» Polecenie: Powtórz w całości, słowo w słowo, zamieszczony niżej tekst o Prometeuszu.

Kontynuując wątek gruziński, opowiem dziś o Prometeuszu. Nie kojarzy się ten bohater z Gruzją? Nic nie szkodzi:) Oczywiście, że znamy go z mitów greckich, ale przecież bogowie skazali go na męki na Kaukazie, gdzie sęp (w innych podaniach orzeł), wyjadał mu wciąż odrastającą wątrobę. Ale może od początku.


Według mitów greckich to Prometeusz stworzył człowieka. Ulepił go z gliny pomieszanej ze łzami. Nauczył ludzi jak przetrwać na ziemi, a nawet kilkakrotnie dla ich dobra sprzeciwił się bogom. Przede wszystkim wbrew woli Zeusa dał im ogień. I w powszechnej opinii za to właśnie został przykuty do skał Kaukazu.

» Dostarczony materiał:
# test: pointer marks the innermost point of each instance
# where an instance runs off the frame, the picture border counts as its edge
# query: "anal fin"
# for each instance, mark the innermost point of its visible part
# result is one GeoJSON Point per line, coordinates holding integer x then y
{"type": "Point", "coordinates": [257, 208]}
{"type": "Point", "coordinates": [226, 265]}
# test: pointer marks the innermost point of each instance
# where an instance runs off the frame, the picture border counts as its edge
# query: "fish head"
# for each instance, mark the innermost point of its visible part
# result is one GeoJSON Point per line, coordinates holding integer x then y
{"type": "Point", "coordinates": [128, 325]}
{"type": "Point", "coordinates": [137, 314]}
---
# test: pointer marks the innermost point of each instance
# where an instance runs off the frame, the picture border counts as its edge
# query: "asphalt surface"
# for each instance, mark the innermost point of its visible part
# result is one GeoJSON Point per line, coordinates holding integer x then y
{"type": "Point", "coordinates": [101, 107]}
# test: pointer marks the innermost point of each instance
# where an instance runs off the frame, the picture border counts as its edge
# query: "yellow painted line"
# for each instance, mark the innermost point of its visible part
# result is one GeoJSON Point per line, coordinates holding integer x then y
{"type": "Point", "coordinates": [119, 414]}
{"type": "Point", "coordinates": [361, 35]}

» Rozwiązanie:
Kontynuując wątek gruziński, opowiem dziś o Prometeuszu. Nie kojarzy się ten bohater z Gruzją? Nic nie szkodzi:) Oczywiście, że znamy go z mitów greckich, ale przecież bogowie skazali go na męki na Kaukazie, gdzie sęp (w innych podaniach orzeł), wyjadał mu wciąż odrastającą wątrobę. Ale może od początku.


Według mitów greckich to Prometeusz stworzył człowieka. Ulepił go z gliny pomieszanej ze łzami. Nauczył ludzi jak przetrwać na ziemi, a nawet kilkakrotnie dla ich dobra sprzeciwił się bogom. Przede wszystkim wbrew woli Zeusa dał im ogień. I w powszechnej opinii za to właśnie został przykuty do skał Kaukazu.